--- Consegna 1 ---
Riassumi in due frasi il testo sul caso Piemonte.
--- Consegna 2 ---
Riprendi il testo sul caso Piemonte partendo subito dopo la sua ultima frase.

--- Testo in esame ---
§
EMERGENZA SANITARIA

Così è nato il "caso Piemonte"

Aprile è stato il mese horribilis di una regione diventata "malato d'Italia". In 30 giorni i casi di positività al Covid sono passati dall'8,9% al 13,8%. "Ora attenzione ai focolai familiari". L'analisi di Fornaro

Quello alle spalle, può essere considerato il mese horribilis del Piemonte, regione considerata ancora “calda” da un punto di vista epidemiologico, caratterizzata cioè da un’alta concentrazione di casi che viene alimentata da un alto incremento giornaliero. La regressione c’è ma finora è stata più lenta che altrove, anche se già nei prossimi due giorni prima della riapertura delle fabbriche dall’Unità di crisi c’è chi si attende un più deciso miglioramento.  

Intanto però l’allerta resta a livello alto. Lo dimostrano i dati elaborati dal deputato Federico Fornaro, capogruppo di Leu alla Camera, studioso molto avvezzo ai numeri. Bisogna innanzitutto tenere conto che in sole 5 regioni (Lombardia, Piemonte, Emilia-Romagna, Veneto e Liguria) che insieme rappresentano il 42 per cento della popolazione si registrano a ieri il 75,8% dei casi totali, mentre al 1° aprile l’incidenza sul totale dell’Italia era lievemente inferiore (74,7%). Nell’arco dell’ultimo mese, però, Lombardia ed Emilia-Romagna decrescono nel loro peso sul totale Italia, rispettivamente dal 40,5% al 37,0% e dal 13,4% al 12,4%. Il Veneto rimane stabile all’8,7%. In netta crescita, invece, il Piemonte che passa dall’8,9% al 13,8%, seguito dalla Liguria (dal 3,3% al 3,9%). Se invece prendiamo l’aumento giornaliero dei casi Covid, la fotografia è questa: nelle cinque regioni, il 1° maggio si registra l’82% del totale Italia (1.965). Un mese fa, 1° aprile, i casi erano molti di più (4.782) e l’incidenza delle cinque regioni era del 72,9%, quasi dieci punti percentuali in meno. A dimostrazione che finché rimane sotto controllo – come in molte regioni del Centro e Sud Italia – il virus può essere gestito e circoscritto, ma laddove la curva inizia a crescere in modo esponenziale i tempi per un ritorno alla normalità sono altissimi così come il prezzo in termini di vite.
§
--- Voci fornite ---

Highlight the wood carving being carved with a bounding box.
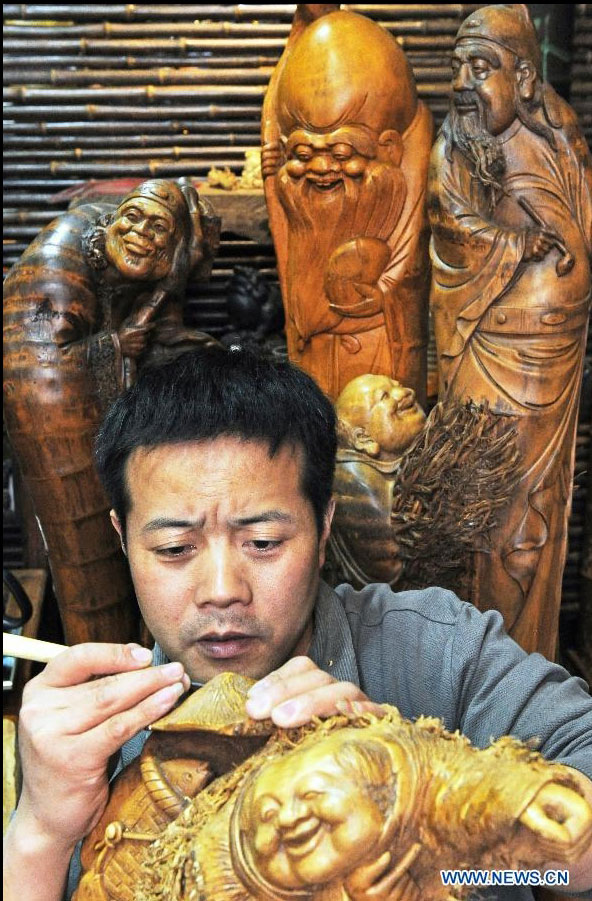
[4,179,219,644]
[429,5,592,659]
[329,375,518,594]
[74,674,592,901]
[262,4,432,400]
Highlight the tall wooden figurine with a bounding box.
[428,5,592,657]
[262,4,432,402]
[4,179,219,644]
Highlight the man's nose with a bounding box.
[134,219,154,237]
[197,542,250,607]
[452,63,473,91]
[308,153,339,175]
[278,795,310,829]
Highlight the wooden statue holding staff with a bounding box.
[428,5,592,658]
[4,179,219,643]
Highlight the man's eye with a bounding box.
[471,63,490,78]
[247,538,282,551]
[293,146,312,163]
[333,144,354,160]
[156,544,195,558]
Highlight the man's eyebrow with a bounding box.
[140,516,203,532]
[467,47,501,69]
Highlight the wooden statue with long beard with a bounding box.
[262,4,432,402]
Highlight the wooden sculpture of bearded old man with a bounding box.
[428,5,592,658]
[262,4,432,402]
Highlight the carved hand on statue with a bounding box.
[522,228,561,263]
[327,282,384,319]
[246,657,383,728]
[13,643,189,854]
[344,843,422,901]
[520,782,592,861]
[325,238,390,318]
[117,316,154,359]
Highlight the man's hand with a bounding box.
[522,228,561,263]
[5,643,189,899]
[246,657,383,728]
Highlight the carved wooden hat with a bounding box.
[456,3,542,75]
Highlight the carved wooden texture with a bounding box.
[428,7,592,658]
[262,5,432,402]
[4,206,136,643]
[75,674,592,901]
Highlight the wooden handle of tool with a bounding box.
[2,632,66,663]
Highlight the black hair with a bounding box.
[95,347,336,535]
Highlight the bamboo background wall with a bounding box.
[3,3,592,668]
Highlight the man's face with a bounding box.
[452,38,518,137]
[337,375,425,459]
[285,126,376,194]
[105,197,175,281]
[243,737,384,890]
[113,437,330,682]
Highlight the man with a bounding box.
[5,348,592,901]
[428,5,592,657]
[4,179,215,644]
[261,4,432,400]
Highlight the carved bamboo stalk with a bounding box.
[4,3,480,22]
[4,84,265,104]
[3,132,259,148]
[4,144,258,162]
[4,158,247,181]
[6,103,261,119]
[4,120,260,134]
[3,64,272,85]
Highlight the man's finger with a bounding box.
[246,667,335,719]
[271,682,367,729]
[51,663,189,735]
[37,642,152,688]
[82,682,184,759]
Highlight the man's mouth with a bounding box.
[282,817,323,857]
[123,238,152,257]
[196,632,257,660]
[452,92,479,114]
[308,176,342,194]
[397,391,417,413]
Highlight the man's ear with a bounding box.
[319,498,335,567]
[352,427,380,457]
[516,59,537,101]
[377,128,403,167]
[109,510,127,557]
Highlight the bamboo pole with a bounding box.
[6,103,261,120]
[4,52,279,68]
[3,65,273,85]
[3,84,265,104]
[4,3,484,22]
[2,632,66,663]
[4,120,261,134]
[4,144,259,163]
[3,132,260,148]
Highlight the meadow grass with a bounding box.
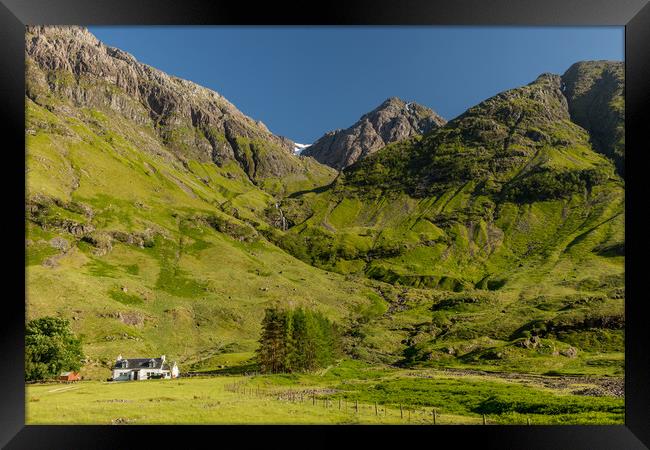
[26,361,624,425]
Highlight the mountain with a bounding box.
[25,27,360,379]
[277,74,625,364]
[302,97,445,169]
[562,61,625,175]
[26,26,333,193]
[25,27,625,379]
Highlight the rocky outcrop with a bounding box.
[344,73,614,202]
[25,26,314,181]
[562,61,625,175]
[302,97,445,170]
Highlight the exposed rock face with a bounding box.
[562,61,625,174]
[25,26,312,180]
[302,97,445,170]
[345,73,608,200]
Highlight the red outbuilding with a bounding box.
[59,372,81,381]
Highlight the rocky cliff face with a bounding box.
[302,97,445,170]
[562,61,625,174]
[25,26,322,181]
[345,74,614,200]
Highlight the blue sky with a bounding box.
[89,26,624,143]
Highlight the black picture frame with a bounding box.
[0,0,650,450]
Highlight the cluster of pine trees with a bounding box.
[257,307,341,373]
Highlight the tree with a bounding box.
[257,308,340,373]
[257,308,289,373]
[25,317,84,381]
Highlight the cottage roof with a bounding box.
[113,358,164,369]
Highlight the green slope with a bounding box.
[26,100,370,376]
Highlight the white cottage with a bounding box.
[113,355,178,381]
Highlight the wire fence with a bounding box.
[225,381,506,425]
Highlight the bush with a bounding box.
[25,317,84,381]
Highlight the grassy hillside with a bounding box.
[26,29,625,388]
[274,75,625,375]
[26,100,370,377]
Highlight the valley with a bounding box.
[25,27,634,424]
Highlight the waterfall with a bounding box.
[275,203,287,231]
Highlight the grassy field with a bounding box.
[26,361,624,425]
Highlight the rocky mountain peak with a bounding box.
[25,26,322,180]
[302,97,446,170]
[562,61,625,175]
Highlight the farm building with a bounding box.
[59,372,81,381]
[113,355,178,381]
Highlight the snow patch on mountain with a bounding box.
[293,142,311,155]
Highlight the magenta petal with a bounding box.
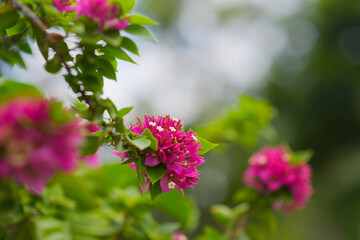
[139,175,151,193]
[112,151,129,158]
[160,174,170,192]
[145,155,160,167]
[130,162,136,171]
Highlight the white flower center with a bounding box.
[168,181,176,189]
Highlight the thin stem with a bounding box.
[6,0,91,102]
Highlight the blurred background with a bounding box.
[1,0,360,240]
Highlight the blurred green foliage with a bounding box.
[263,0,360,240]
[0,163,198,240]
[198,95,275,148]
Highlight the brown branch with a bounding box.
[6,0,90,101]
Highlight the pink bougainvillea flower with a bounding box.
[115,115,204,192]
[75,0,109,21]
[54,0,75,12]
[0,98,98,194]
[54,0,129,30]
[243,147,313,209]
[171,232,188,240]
§
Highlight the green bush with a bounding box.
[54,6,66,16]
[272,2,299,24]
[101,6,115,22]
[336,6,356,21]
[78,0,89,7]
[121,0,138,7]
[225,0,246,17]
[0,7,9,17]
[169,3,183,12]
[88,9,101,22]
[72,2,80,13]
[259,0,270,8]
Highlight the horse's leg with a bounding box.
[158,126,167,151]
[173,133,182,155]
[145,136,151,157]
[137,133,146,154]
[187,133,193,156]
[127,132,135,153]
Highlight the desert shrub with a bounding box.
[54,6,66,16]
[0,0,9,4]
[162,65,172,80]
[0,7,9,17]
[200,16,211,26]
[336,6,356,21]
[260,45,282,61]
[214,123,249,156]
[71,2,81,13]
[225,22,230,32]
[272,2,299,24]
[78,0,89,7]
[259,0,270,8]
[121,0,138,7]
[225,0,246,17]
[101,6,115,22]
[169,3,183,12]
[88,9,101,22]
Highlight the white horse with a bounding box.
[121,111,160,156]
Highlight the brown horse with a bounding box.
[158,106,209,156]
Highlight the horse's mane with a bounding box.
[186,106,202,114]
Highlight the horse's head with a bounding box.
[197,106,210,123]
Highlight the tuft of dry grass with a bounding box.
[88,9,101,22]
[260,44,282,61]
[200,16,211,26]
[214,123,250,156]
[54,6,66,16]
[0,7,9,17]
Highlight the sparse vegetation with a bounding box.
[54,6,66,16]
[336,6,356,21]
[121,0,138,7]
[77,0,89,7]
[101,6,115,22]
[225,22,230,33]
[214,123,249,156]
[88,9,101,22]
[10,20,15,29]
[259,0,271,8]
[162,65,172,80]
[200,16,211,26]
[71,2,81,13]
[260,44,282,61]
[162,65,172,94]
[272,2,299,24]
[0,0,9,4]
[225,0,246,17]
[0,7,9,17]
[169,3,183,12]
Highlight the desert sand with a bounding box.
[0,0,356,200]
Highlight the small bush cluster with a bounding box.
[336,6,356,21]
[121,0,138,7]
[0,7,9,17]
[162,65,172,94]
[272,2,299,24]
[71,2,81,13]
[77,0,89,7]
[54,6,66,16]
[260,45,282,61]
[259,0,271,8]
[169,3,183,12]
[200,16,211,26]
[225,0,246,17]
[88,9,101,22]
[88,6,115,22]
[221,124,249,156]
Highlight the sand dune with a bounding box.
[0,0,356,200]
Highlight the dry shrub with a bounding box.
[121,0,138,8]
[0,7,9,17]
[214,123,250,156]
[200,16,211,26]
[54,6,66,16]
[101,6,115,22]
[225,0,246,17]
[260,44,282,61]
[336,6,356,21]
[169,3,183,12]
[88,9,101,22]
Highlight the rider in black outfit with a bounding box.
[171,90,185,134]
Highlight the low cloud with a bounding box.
§
--- Svolgimento 1 ---
Ad aprile il Piemonte, regione ancora considerata "calda" e con una regressione finora più lenta che altrove, ha visto salire il suo peso sul totale dei casi Covid in Italia dall'8,9% al 13,8%. Secondo i dati elaborati dal deputato Federico Fornaro, in cinque regioni che insieme rappresentano il 42% della popolazione si registra il 75,8% dei casi totali, e dove la curva cresce in modo esponenziale i tempi per tornare alla normalità sono altissimi.

--- Svolgimento 2 ---
A ieri, la crescita giornaliera, in Lombardia, è stata pari al 37,5% del totale Italia (era il 32,7% il 1° aprile), in Piemonte al 20,1% (rispetto al 10,3% di un mese fa), in Emilia-Romagna al 10,6% (14,9%), in Veneto al 7,0% (9,8%) e in Liguria al 6,8% (5,1%). Tra Piemonte e Liguria, quindi, si registrano il 26,9% dei nuovi casi Covid-19 in Italia, quando in queste regioni gli abitanti sono solo il 9,8% del totale. Un mese fa, invece, nelle due regioni vi erano il 15,1% dei nuovi casi giornalieri. In valore assoluto i nuovi casi giornalieri passano in un mese in Piemonte da 494 a 395 e in Liguria da 244 a 133, mentre in Italia da 4.782 a 1.965. Quest’ultimo dato dimostra come il trend sia in diminuzione anche in Piemonte, seppur in modo decisamente più basso.La drammaticità di aprile in questa regione si può riscontrare anche sui decessi. Se negli ultimi trenta giorni, infatti, Lombardia ed Emilia-Romagna sono sostanzialmente raddoppiati, in Piemonte sono più che triplicati, passando da 886 a 3.097.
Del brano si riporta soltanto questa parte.